WHAT THIS TASK INVOLVES — Transcribe exactly the line containing "the white window curtain" and each line after it, through the end of the entries, with nothing before or after.

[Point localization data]
———

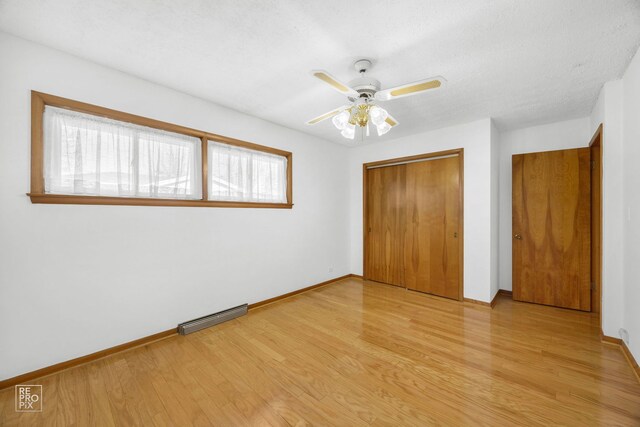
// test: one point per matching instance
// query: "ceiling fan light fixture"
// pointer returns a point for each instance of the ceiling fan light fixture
(378, 115)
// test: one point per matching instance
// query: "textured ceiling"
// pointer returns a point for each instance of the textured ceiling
(520, 62)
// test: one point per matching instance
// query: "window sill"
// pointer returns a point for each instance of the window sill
(65, 199)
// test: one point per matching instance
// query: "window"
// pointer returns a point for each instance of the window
(90, 155)
(84, 154)
(241, 174)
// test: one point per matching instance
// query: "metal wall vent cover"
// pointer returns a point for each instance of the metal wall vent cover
(211, 320)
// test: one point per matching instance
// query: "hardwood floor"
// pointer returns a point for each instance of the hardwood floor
(357, 353)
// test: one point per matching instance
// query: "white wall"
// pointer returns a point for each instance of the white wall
(608, 111)
(495, 210)
(475, 138)
(555, 136)
(631, 210)
(78, 279)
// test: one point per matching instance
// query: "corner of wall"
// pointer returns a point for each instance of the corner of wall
(495, 208)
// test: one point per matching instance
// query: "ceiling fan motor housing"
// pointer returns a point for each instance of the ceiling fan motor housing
(365, 86)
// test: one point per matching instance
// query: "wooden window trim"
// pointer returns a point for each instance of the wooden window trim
(40, 100)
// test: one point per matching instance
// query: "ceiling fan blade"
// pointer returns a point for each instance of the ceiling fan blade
(410, 89)
(326, 115)
(334, 83)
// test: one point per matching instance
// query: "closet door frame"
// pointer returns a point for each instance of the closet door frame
(401, 160)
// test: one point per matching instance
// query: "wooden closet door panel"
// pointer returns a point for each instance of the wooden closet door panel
(385, 222)
(432, 224)
(551, 226)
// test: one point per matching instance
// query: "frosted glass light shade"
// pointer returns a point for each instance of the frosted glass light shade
(378, 115)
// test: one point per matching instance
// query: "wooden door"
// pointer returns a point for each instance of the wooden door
(552, 227)
(385, 224)
(432, 216)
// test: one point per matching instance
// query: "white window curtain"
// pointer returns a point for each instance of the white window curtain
(91, 155)
(243, 175)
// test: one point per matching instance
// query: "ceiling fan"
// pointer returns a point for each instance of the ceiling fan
(364, 94)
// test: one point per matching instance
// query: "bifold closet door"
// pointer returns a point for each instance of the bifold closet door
(432, 221)
(385, 222)
(551, 228)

———

SOLUTION —
// pointer returns a point for each instance of the white window curtain
(91, 155)
(243, 175)
// test: one point per matching instance
// query: "ceiling fan"
// pointer returns a point for each instance of the ceiling fan
(364, 94)
// test: one point per matching instance
// query: "bifold closet door"
// pointer returns a point for each instance of the bifold closet door
(432, 221)
(385, 222)
(551, 228)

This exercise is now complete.